(Data items)
*** Begin section ***

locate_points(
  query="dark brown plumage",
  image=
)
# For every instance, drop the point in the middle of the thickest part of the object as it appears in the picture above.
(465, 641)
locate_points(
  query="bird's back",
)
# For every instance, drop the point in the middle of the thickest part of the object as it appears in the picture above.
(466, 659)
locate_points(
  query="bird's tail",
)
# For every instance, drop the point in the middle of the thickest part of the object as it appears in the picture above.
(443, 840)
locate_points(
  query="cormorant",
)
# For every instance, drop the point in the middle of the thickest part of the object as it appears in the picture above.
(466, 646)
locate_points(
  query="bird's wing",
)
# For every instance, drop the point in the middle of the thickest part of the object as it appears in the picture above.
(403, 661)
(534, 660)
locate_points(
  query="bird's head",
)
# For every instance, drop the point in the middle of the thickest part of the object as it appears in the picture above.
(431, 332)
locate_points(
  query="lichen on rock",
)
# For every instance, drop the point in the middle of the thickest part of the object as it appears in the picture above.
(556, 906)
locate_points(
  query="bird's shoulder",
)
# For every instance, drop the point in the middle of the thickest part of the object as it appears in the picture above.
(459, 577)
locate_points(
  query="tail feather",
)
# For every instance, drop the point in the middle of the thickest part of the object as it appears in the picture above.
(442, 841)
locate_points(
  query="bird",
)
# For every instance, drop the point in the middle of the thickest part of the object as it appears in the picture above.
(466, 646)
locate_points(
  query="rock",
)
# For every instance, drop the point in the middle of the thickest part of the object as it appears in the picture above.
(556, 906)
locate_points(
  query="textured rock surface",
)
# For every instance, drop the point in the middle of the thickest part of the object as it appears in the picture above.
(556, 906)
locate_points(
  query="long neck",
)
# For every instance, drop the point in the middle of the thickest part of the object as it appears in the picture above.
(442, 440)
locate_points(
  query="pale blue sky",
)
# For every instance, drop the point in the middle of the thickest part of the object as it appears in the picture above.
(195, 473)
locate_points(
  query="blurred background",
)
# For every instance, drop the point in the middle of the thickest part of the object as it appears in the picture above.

*** End section ***

◆ What to produce
Transcribe the records in full, word for word.

◆ Output of the exercise
locate_points(
  query="dark brown plumage",
  image=
)
# For every instance, drop the point in the middle of the thickest part of the object as it appears in the picture above.
(465, 641)
locate_points(
  query="bird's back",
)
# For every instance, drop the point in the middle of the thickest part of the object as it appears in the picture above.
(466, 659)
locate_points(
  query="bird's tail",
)
# For every instance, drop the point in the middle of the thickest part of the object as it appears in the picture above.
(443, 840)
locate_points(
  query="cormorant",
)
# For every instance, drop the point in the middle of the thickest part of the object as it appears in the picture above.
(466, 646)
locate_points(
  query="bird's wing",
)
# For every instance, drop the point in the middle of the thickest part of the object as it appears in the picture above.
(403, 661)
(534, 660)
locate_points(
  query="bird's head",
)
# For every instance, drop the point in the middle of the thickest part of the object as it appears in the picture above.
(431, 332)
locate_points(
  query="lichen on rock",
)
# For every instance, drop the point in the middle of the thickest part of the object as it appears in the picture above.
(556, 906)
locate_points(
  query="bird's shoulder",
)
# For every instance, drop the point in the middle of the thickest part of the object as it appears in the picture above.
(459, 577)
locate_points(
  query="tail feather",
)
# For every instance, drop the point in the middle of the thickest part of the object as it appears in the picture above.
(442, 841)
locate_points(
  query="bird",
)
# For every instance, drop the point in the middle of the thickest part of the object as it appears in the picture above.
(466, 646)
locate_points(
  query="rock",
)
# For every instance, drop the point in the middle of the thickest part of the object as it appears in the picture above.
(556, 906)
locate_points(
  query="textured rock surface",
)
# For every instance, drop the point in the middle of the thickest part of the object as it appears in the picture above.
(556, 906)
locate_points(
  query="long neck",
)
# For every instance, drop the point in the middle of the thickest part of the object as it appears in the picture above.
(442, 440)
locate_points(
  query="pale blue sky",
)
# For every instance, drop the point in the middle of the thickest part of the object as it appears in the picture above.
(195, 473)
locate_points(
  query="blurred background",
)
# For every instance, drop the point in the middle of the thickest part of the object as it appears in the picture above.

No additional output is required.